■ What is asked:
Print the data word for word, starting at the line that contains "target | flower cluster" and ending at the final line of the data, with both of those lines included.

■ Data shown:
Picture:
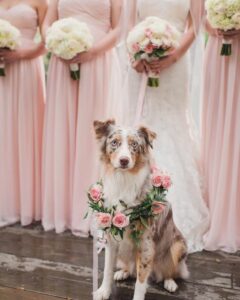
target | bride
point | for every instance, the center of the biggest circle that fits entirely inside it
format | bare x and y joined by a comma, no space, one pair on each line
165,110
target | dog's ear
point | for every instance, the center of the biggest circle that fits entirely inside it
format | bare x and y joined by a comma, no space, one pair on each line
102,129
148,135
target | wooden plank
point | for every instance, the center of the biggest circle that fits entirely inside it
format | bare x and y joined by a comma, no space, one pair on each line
58,266
17,294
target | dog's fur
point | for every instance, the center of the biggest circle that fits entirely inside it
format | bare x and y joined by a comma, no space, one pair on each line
126,162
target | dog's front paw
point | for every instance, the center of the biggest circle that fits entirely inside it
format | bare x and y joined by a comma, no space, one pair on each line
102,294
170,285
121,275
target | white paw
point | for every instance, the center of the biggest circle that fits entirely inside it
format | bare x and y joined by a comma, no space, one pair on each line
102,294
170,285
121,275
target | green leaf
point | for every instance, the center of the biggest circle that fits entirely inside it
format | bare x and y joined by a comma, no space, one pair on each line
143,221
123,204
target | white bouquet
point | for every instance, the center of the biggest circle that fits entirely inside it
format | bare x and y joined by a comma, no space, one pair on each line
68,37
9,39
224,15
152,39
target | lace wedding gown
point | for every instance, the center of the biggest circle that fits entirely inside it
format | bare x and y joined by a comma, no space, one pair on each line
165,111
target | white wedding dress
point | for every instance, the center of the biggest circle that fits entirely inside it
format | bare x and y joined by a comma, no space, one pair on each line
165,111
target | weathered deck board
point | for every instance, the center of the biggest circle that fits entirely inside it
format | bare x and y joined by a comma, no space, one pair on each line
46,266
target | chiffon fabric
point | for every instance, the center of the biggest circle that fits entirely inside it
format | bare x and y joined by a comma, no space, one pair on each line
21,122
221,144
165,110
70,161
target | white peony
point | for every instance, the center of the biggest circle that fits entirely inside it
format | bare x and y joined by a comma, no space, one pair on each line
223,14
152,39
68,37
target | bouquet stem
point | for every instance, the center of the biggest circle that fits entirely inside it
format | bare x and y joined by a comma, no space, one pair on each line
75,71
153,82
2,70
226,48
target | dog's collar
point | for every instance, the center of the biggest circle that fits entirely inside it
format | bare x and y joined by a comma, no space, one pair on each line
135,218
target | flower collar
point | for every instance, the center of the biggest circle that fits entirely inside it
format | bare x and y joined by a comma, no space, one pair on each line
134,218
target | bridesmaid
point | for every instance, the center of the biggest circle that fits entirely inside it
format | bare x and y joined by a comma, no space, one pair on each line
221,141
69,154
21,115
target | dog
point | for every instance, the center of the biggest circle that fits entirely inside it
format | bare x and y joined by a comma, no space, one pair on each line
126,169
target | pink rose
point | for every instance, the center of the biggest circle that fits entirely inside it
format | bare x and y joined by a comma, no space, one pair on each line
157,207
104,220
135,47
96,192
148,32
160,179
156,179
166,181
120,220
149,48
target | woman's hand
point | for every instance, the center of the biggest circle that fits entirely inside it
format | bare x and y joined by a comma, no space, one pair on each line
139,66
157,66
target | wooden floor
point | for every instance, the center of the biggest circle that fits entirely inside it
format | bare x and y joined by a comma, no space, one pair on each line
35,265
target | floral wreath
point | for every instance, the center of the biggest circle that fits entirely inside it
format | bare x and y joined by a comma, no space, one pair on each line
115,222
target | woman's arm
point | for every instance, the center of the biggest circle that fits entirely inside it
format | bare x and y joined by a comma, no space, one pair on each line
108,41
29,50
187,40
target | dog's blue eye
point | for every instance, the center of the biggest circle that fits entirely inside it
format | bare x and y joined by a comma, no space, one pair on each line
114,143
134,145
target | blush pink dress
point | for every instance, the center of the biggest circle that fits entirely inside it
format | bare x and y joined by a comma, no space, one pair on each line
221,145
70,157
21,123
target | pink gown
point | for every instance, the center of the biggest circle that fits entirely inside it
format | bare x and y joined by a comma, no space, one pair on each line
70,158
21,122
221,145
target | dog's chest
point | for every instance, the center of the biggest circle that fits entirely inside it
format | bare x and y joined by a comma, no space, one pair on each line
124,186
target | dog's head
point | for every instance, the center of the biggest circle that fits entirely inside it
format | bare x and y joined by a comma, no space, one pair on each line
123,148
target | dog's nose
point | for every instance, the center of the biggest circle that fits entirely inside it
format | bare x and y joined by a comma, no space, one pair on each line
124,161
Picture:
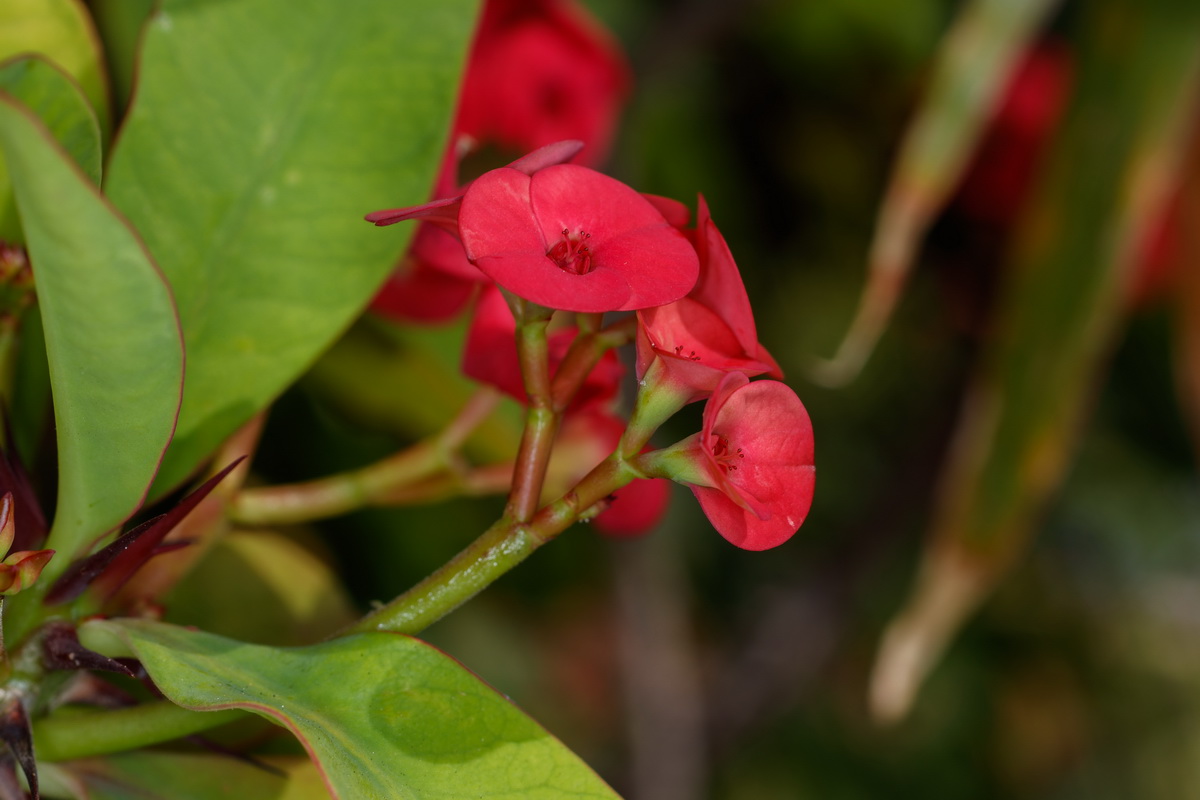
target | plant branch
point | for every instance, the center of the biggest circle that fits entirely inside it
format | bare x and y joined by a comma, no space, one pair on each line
541,421
497,551
77,734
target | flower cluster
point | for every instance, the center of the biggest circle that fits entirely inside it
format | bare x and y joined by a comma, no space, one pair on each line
547,234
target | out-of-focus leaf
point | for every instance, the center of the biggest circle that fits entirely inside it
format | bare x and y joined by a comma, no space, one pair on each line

■ Response:
target | flower cluster
point | for every instance, the center of the biggest circle that fits entirely inside it
format | bare x and y joined by a comma, no space, one pair on each line
547,234
target | out-of-focus leaf
point | for every instance, the center of the biggest circle that fits entirely inside it
format | bare x and y joined by a comma, no space, one pair on each line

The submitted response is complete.